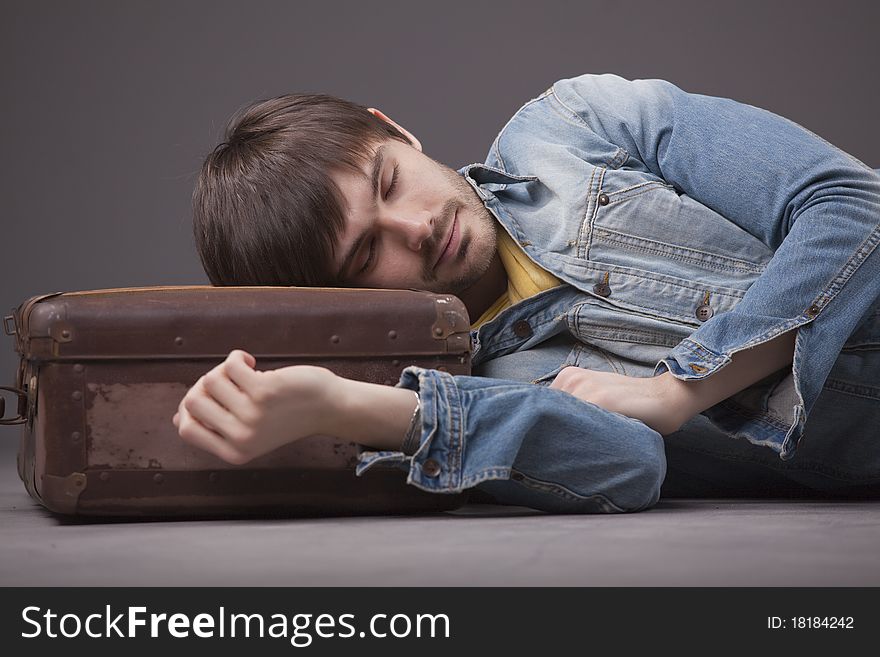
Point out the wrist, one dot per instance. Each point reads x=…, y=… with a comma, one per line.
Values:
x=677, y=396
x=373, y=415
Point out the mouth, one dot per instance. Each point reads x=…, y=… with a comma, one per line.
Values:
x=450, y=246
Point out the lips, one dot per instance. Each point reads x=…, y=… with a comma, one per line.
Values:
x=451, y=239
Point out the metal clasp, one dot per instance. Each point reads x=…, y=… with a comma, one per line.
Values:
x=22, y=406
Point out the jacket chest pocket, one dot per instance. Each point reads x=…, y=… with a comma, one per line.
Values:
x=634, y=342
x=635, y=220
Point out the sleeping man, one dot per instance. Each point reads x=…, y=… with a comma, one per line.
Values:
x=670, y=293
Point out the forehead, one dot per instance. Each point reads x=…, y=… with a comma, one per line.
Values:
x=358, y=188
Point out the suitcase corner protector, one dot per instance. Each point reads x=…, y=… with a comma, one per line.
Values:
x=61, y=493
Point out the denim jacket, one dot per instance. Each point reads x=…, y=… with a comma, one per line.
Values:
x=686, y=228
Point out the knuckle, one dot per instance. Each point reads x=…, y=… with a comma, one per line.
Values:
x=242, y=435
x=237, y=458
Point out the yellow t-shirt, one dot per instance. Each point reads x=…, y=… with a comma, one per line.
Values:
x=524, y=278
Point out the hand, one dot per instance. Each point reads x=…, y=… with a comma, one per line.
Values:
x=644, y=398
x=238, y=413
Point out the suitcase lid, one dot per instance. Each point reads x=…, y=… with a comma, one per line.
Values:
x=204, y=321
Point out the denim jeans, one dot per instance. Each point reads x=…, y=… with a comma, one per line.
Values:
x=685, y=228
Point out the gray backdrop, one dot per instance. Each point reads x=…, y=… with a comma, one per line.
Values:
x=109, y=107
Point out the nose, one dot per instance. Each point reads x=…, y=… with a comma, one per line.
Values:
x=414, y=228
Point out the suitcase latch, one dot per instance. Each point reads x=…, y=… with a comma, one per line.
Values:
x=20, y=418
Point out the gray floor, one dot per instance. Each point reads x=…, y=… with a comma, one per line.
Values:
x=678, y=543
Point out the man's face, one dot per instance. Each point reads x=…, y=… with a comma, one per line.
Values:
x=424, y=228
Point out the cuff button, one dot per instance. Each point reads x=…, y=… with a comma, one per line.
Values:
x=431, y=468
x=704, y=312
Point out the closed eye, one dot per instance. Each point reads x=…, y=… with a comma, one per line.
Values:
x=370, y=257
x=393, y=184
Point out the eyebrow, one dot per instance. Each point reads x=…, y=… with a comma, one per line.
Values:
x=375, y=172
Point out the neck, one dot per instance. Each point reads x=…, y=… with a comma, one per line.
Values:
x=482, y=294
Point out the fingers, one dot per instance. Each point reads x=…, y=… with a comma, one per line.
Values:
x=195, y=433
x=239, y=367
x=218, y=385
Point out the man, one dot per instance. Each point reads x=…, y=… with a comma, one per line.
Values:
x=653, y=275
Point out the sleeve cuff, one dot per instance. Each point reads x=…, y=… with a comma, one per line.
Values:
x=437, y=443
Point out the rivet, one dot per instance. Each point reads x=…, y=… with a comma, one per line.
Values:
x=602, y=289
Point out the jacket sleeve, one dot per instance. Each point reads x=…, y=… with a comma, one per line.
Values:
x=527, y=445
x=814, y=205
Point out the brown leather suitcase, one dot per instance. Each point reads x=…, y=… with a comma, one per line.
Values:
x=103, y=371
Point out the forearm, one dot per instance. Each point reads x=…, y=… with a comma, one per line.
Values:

···

- [Task]
What lines in the data above contain the word "cuff"? Show them all.

- [Result for this exercise]
Point out the cuff button, one dot per instance. Each point reads x=…, y=… with a comma, one per line.
Point out the sleeve cuff, one dot per instance. Each point reads x=…, y=… with a comma, one per line.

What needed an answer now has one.